* **The task**: Please convert every line of the rows below into a JSON list of strings, one string per line, skipping blank lines. Leave the pictures out of the result.

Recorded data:

━━━

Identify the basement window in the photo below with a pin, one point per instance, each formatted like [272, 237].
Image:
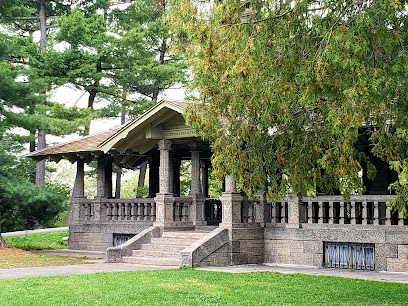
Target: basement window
[348, 255]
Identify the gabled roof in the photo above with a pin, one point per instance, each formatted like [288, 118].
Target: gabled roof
[157, 114]
[86, 144]
[164, 111]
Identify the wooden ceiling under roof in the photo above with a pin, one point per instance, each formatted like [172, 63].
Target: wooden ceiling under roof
[130, 145]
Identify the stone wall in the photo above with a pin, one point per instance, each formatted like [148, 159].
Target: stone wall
[304, 246]
[247, 245]
[99, 237]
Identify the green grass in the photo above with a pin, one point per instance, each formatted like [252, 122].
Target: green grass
[190, 287]
[39, 241]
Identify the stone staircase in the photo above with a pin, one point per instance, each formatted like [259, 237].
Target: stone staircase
[165, 251]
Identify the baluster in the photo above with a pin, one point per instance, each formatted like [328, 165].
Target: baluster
[353, 207]
[109, 211]
[176, 208]
[128, 213]
[388, 216]
[134, 211]
[146, 212]
[341, 217]
[320, 213]
[120, 211]
[115, 211]
[271, 214]
[92, 212]
[400, 218]
[364, 213]
[139, 211]
[309, 212]
[376, 215]
[87, 212]
[185, 212]
[253, 212]
[283, 212]
[153, 214]
[331, 212]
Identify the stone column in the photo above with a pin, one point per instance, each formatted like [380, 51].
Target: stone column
[294, 211]
[231, 204]
[101, 178]
[154, 176]
[171, 173]
[204, 177]
[195, 169]
[176, 175]
[246, 240]
[79, 185]
[164, 147]
[197, 209]
[78, 193]
[101, 190]
[164, 199]
[108, 178]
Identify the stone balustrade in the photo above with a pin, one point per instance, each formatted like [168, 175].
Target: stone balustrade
[107, 210]
[181, 209]
[364, 210]
[248, 211]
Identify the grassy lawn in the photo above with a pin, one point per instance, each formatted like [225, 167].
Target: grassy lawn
[190, 287]
[39, 241]
[16, 256]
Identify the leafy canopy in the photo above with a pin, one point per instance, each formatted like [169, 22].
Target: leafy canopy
[285, 87]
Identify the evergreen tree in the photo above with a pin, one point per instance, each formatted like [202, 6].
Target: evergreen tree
[284, 88]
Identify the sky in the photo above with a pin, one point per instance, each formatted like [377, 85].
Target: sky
[73, 97]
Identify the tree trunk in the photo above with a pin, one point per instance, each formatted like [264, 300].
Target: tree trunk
[40, 168]
[2, 241]
[142, 174]
[163, 49]
[122, 122]
[41, 142]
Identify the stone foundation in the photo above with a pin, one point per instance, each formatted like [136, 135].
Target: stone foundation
[99, 237]
[304, 246]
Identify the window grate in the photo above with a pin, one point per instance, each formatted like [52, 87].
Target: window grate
[347, 255]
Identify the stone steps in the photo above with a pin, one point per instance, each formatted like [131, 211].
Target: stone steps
[151, 261]
[168, 247]
[165, 251]
[156, 253]
[173, 241]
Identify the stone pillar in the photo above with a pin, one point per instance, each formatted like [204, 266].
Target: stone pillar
[78, 193]
[246, 241]
[101, 178]
[154, 176]
[79, 185]
[176, 175]
[230, 184]
[197, 209]
[204, 177]
[108, 178]
[294, 211]
[195, 169]
[231, 204]
[164, 199]
[164, 147]
[171, 173]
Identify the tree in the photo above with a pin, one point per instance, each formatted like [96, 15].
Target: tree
[284, 89]
[28, 16]
[22, 106]
[24, 205]
[113, 53]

━━━

* **Result of this exercise**:
[
  "Identify the basement window in the photo below with a pin, one point per instance, each formatted like [272, 237].",
  "Image:",
  "Target: basement window",
  "[348, 255]",
  "Identify the gabled roof in the photo above with a pin, one point per instance, each formatted like [288, 118].",
  "Target: gabled roof",
  "[157, 114]",
  "[86, 144]",
  "[164, 111]",
  "Identify the wooden ceiling under roof in the photo above with a pin, one point per instance, each formatted like [172, 63].",
  "Target: wooden ceiling under roof",
  "[130, 145]",
  "Identify the stone wall in the photo above with a pin, one point per instance, each formatted like [148, 159].",
  "Target: stone wall",
  "[304, 246]",
  "[247, 245]",
  "[99, 237]",
  "Identify the green grass in the photo above with a pin, one point per instance, each formatted like [252, 122].",
  "Target: green grass",
  "[190, 287]",
  "[39, 241]",
  "Identify the stone staircase in the photo above with a pin, one point per instance, each formatted like [259, 237].",
  "Target: stone staircase",
  "[165, 251]",
  "Identify the baluster in the photo above with a pin, one point per instance, each formatted like [328, 165].",
  "Target: baluster",
  "[353, 207]",
  "[109, 211]",
  "[176, 208]",
  "[128, 213]",
  "[388, 216]",
  "[134, 211]",
  "[146, 212]",
  "[341, 217]",
  "[320, 213]",
  "[120, 211]",
  "[115, 211]",
  "[271, 214]",
  "[92, 212]",
  "[400, 218]",
  "[364, 213]",
  "[139, 211]",
  "[309, 212]",
  "[376, 215]",
  "[87, 212]",
  "[185, 212]",
  "[253, 212]",
  "[283, 212]",
  "[153, 214]",
  "[331, 212]",
  "Identify the stone column in the photo above with a pin, one point per instance, each formatted like [380, 51].",
  "Target: stone column",
  "[294, 211]",
  "[231, 204]",
  "[101, 178]",
  "[154, 176]",
  "[171, 173]",
  "[204, 177]",
  "[195, 169]",
  "[176, 175]",
  "[246, 240]",
  "[79, 185]",
  "[164, 147]",
  "[197, 209]",
  "[78, 193]",
  "[101, 190]",
  "[164, 199]",
  "[108, 178]",
  "Identify the stone balustrade in the photo above with a pin, one point per instance, each formatted like [168, 175].",
  "Target: stone balustrade",
  "[107, 210]",
  "[181, 209]",
  "[364, 210]",
  "[248, 211]",
  "Identify the grassy lawn in the photo above with a pin, one point per instance, each formatted like [225, 167].",
  "Target: grassy lawn",
  "[190, 287]",
  "[39, 241]",
  "[16, 256]",
  "Identify the leafy canopy in the photo above with a pin, one point per instance, each formatted like [169, 22].",
  "Target: leafy canopy",
  "[285, 87]",
  "Identify the evergreen tree in the photo above with a pin, one point per instance, each formatted like [202, 6].",
  "Target: evergreen tree",
  "[284, 88]",
  "Identify the sky in the photo above with a pin, one point per instance, each formatted like [377, 85].",
  "Target: sky",
  "[73, 97]",
  "Identify the tree trunk in the photo above with a pin, one point per instance, each formatted like [264, 300].",
  "Target: tree trunk",
  "[40, 168]",
  "[2, 241]",
  "[142, 174]",
  "[163, 49]",
  "[122, 122]",
  "[41, 142]",
  "Identify the stone foundation in the photo above with a pin, one point per instance, each formatted like [136, 135].",
  "Target: stone foundation",
  "[99, 237]",
  "[304, 246]",
  "Identify the window grate in the photo above with a pin, one point per instance, each formatted like [52, 87].",
  "Target: window grate",
  "[347, 255]",
  "Identify the stone steps in the photo above with a pin, one point per instance, each formatted like [131, 211].",
  "Target: stone steps",
  "[151, 261]",
  "[168, 247]",
  "[165, 251]",
  "[156, 253]",
  "[173, 241]",
  "Identify the stone pillar in the photo above with a pin, one point per instance, each formatted like [204, 266].",
  "Target: stone pillar",
  "[78, 193]",
  "[246, 241]",
  "[101, 178]",
  "[154, 176]",
  "[79, 185]",
  "[176, 175]",
  "[230, 184]",
  "[197, 209]",
  "[204, 177]",
  "[108, 178]",
  "[294, 211]",
  "[195, 169]",
  "[231, 204]",
  "[164, 199]",
  "[164, 147]",
  "[171, 173]",
  "Identify the tree in the photo above with a pin, one point per instance, each formatted like [96, 15].",
  "Target: tree",
  "[284, 89]",
  "[28, 16]",
  "[22, 106]",
  "[24, 205]",
  "[113, 53]"
]